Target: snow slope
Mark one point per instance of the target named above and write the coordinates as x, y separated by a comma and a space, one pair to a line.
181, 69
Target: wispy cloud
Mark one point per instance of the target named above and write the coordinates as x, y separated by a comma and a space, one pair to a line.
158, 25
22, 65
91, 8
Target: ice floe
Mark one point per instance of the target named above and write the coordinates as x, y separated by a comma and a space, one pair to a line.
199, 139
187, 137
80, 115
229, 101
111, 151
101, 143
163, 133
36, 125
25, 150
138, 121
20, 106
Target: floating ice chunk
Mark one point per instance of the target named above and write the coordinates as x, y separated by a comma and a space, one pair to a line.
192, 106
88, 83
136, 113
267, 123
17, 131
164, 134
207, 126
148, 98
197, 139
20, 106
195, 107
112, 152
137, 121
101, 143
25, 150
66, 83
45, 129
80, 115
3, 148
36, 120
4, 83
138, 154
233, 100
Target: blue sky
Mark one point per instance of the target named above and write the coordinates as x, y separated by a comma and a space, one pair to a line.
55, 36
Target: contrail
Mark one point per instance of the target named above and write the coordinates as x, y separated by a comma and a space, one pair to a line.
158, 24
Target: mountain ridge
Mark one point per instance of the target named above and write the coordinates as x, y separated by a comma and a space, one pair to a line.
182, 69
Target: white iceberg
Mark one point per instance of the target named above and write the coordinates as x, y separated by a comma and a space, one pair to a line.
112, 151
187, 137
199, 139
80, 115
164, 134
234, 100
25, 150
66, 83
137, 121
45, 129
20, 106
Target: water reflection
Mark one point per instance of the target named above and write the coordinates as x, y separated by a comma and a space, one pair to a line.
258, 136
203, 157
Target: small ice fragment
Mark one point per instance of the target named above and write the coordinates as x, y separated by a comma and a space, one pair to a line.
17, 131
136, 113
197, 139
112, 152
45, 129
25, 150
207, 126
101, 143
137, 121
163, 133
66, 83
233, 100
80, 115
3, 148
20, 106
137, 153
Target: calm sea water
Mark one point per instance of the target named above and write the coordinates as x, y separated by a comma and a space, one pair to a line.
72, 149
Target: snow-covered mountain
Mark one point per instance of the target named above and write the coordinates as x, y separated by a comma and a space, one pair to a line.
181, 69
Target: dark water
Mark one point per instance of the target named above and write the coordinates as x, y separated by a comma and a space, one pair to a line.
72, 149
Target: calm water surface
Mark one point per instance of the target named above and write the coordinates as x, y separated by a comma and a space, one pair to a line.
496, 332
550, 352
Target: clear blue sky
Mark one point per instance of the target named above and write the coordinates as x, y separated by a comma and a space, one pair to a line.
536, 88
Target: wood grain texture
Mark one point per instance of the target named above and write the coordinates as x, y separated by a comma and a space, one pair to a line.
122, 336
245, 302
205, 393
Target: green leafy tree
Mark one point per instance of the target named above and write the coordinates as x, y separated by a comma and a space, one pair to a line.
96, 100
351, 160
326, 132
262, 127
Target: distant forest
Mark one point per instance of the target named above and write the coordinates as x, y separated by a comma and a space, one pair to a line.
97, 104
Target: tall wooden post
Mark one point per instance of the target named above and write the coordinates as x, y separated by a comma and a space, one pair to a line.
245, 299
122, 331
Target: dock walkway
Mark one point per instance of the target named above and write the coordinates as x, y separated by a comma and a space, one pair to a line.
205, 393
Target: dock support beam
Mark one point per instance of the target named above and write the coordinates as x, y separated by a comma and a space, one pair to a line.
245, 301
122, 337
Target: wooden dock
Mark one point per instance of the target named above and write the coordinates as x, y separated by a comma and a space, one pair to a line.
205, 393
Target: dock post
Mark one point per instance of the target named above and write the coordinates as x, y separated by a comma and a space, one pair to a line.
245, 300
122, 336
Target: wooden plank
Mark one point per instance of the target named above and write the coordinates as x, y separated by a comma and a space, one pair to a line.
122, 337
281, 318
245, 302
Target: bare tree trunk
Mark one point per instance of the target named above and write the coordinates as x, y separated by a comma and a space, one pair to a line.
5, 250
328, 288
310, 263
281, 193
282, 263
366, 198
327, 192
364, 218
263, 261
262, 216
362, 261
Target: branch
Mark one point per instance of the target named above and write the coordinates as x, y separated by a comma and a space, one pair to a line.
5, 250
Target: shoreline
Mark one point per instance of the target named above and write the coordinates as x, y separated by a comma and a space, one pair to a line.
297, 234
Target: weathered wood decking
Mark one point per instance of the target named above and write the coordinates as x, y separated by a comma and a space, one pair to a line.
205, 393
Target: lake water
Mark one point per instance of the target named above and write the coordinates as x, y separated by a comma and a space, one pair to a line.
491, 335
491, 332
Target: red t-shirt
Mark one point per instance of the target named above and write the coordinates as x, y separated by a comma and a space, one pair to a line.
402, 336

Action item>
Print the material in full. Keep it exactly as it is.

Solution>
Target: snow slope
Mark one point per instance of the target named above and write the coordinates as x, y separated by a comma and a space, one pair to a line.
181, 69
Target: wispy cloud
Mark one point per instance of the target named above and write the coordinates as x, y separated by a comma and a space, one pair to a line.
158, 25
22, 65
91, 8
Target: ice floe
Mark one point per instance of the target named above and write the coordinates as x, y separated by a comma and a space, one pair to a line.
199, 139
187, 137
80, 115
229, 101
111, 151
101, 143
163, 133
36, 125
25, 150
138, 121
20, 106
Target: floating ice chunk
Mark one point per instance of the target named above and write the coordinates as x, y separated by a comma and a space, one pair to a line.
192, 106
88, 83
136, 113
267, 123
17, 131
164, 134
207, 126
148, 98
197, 139
20, 106
195, 107
112, 152
137, 121
101, 143
25, 150
66, 83
45, 129
80, 115
3, 148
36, 120
4, 83
138, 154
233, 100
Target: blue sky
Mark one point per instance of the target named above and write the coordinates as x, y separated by a comma and a space, one pair to a line.
55, 36
Target: contrail
Mark one point per instance of the target named above and write the coordinates as x, y separated by a comma and a space, one pair to a line.
158, 24
Target: mountain ridge
Mark one point per instance of the target named above and write the coordinates as x, y separated by a comma and a space, one pair to a line.
182, 69
Target: white iceberg
Mark one point per instance of the target named above and write the coordinates as x, y separated by a comma and a space, one pair to a line.
112, 151
187, 137
199, 139
80, 115
164, 134
234, 100
25, 150
66, 83
137, 121
45, 129
20, 106
Target: water reflection
Mark one point per instance of the target named above and write the coordinates as x, y separated by a comma and a space, one pair to a line.
258, 136
203, 157
Target: small ice fragment
Mark one point per instance of the target named above and write the coordinates as x, y separated by a comma and a space, one pair to a line.
17, 131
136, 113
197, 139
112, 152
45, 129
25, 150
207, 126
101, 143
137, 121
163, 133
66, 83
233, 100
80, 115
3, 148
20, 106
137, 153
Target: calm sea water
Mark one point per instance of the target named above and write the coordinates as x, y separated by a comma and a space, one pair to a line.
72, 149
Target: snow-covered mountain
Mark one point per instance of the target named above and write the coordinates as x, y separated by a comma and a space, one pair to a line.
181, 69
Target: dark water
Mark one point per instance of the target named above and write the coordinates as x, y separated by a comma and a space, one pair to a line.
72, 149
Target: calm water surface
Mark one point per instance of the target named above and write the coordinates as x, y separated by a comma and a space, one pair to a line.
496, 332
550, 352
Target: clear blue sky
Mark one point per instance of the target named above and write the coordinates as x, y separated by a comma and a space, one pair to a line.
536, 88
Target: wood grain texture
Mark one point per instance of the target named above and write the coordinates as x, y separated by a comma and a space, one pair to a line.
122, 336
245, 302
205, 393
Target: green leafy tree
Mark one point per instance of the target named above and write the coordinates as x, y separated by a comma and a space, one pair to a line.
96, 100
351, 160
326, 132
262, 127
Target: distant forest
Mark one point per instance of the target named above and write the coordinates as x, y separated by a comma and a space, one pair to a line.
97, 104
Target: tall wooden post
Mark one point per instance of the target named above and write the coordinates as x, y separated by a comma and a space, one pair to a line.
245, 299
122, 331
Target: dock walkway
Mark one point per instance of the target named above and write the coordinates as x, y separated by a comma and a space, one pair to a line.
205, 393
Target: dock support beam
Mark one point per instance of the target named above and write the coordinates as x, y separated by a comma and a space, one pair to a line.
245, 301
122, 337
Target: wooden dock
Mark one point per instance of the target named above and write the coordinates as x, y separated by a comma and a space, one pair to a line.
205, 393
Target: dock post
Mark one point per instance of the target named above and write the coordinates as x, y separated by a comma and a space, one pair to a line.
245, 300
122, 336
Target: wooden plank
Mark one point per instance of the target named above and write the coordinates as x, y separated by a comma and a space, one pair to a line.
122, 337
281, 318
245, 302
Target: bare tree trunk
Mark one point per instance of the target named above and write the coordinates as x, y separated by a comma and a space, one pair to a line.
5, 250
328, 288
310, 263
281, 193
282, 263
366, 198
327, 192
364, 218
263, 261
262, 216
362, 261
Target: branch
Mark one point per instance of the target named above and write the coordinates as x, y separated by a comma and a space, one pair to a line.
5, 250
Target: shoreline
Mark one point per instance of the target named above and write the coordinates as x, y separated by a comma and a space, one pair to a line.
297, 234
Target: weathered wood decking
Mark one point per instance of the target named above and write the coordinates as x, y separated by a comma and a space, one pair to a line.
205, 393
Target: lake water
Mark one point per instance of the target named above and write the coordinates as x, y separated by a comma and a space, one pair to a line.
491, 335
491, 332
Target: red t-shirt
Mark one point per instance of the target named above and write the coordinates as x, y separated by a comma and a space, one pair to a line.
402, 336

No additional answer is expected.